Extracted information:
++++++
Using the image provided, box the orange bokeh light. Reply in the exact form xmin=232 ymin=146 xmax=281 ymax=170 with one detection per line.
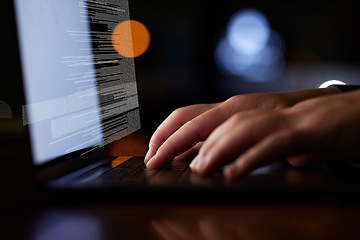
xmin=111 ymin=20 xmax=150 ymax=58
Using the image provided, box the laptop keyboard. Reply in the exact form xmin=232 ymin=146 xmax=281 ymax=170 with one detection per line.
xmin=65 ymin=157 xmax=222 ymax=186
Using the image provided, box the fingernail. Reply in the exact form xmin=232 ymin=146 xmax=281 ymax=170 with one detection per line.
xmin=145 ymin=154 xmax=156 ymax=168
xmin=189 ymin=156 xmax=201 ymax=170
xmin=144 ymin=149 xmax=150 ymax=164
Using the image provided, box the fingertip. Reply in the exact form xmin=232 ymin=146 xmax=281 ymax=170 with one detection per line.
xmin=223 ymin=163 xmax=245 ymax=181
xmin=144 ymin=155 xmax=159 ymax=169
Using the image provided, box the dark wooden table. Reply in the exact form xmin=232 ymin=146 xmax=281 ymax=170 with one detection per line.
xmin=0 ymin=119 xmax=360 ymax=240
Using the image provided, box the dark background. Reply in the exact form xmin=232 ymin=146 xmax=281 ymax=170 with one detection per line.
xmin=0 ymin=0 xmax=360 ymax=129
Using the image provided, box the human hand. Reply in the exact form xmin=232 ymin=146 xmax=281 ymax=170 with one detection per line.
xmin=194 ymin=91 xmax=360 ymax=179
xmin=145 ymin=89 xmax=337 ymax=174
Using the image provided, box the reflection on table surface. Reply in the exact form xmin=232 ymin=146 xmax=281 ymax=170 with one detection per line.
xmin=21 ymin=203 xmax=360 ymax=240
++++++
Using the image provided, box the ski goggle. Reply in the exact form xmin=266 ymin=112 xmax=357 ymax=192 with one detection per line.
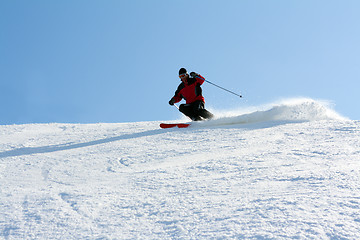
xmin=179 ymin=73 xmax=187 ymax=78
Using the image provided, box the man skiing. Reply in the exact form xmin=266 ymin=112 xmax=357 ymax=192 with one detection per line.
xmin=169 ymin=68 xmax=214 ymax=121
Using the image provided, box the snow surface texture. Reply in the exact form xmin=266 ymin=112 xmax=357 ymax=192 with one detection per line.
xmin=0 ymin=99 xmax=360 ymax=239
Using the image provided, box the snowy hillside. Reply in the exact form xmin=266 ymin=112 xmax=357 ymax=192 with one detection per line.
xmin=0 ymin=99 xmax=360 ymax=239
++++++
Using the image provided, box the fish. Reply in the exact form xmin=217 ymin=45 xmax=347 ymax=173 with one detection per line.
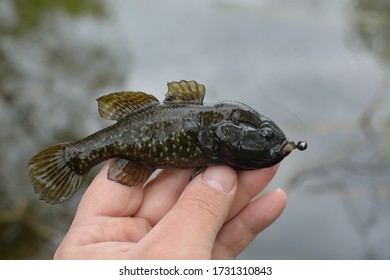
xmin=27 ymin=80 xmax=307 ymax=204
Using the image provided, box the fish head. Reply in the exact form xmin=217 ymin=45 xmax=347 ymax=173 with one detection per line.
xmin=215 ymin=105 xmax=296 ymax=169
++++++
Goal: Format the records from the line containing "Using the image provided, box the fingertip." through the line containing "xmin=144 ymin=155 xmax=159 ymax=169" as a two-column CSV with the headers instruction and answer. Give one row per record, put each field in double quotes, and replace line breaks with spaces.

Task answer:
instruction,answer
"Using the image provided, box the fingertip. Reply in the exact form xmin=232 ymin=146 xmax=281 ymax=170 with one detection per line.","xmin=223 ymin=163 xmax=245 ymax=181 xmin=144 ymin=155 xmax=159 ymax=169"